**What is asked:**
**A.** Please rewrite the patch thread from "Yes, I completely" through "struct net_device *dev)", replacing "eth.c" with "ether.c".
**B.** Which source file does the diff in the patch thread modify?

>> start Text excerpt

Oh I see, it is about defaults when using skb freshly from cache for another new packet.

Yes, I completely agree with your suggested patch.

Thanks for explaining.
diff mbox series

Patch

diff --git a/net/ethernet/eth.c b/net/ethernet/eth.c
index fd8faa0dfa61..1c88f5c5d5b1 100644
--- a/net/ethernet/eth.c
+++ b/net/ethernet/eth.c
@@ -165,15 +165,17 @@  __be16 eth_type_trans(struct sk_buff *skb, struct net_device *dev)
 	eth = (struct ethhdr *)skb->data;
 	skb_pull_inline(skb, ETH_HLEN);
 
-	if (unlikely(is_multicast_ether_addr_64bits(eth->h_dest))) {
-		if (ether_addr_equal_64bits(eth->h_dest, dev->broadcast))

>> end Text excerpt
>> start Recorded data

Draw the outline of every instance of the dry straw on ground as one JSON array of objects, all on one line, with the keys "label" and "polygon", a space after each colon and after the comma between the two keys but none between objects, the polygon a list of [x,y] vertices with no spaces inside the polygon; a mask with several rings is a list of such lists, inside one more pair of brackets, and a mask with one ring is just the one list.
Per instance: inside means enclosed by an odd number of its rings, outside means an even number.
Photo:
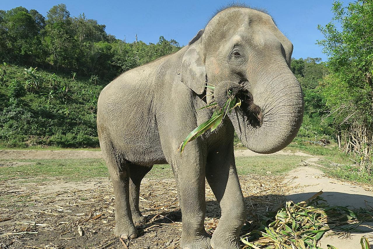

>> end Recorded data

**Task-by-task results:**
**A.**
Yes, I completely agree with your suggested patch.

Thanks for explaining.
diff mbox series

Patch

diff --git a/net/ethernet/ether.c b/net/ethernet/ether.c
index fd8faa0dfa61..1c88f5c5d5b1 100644
--- a/net/ethernet/ether.c
+++ b/net/ethernet/ether.c
@@ -165,15 +165,17 @@  __be16 eth_type_trans(struct sk_buff *skb, struct net_device *dev)

**B.** net/ethernet/eth.c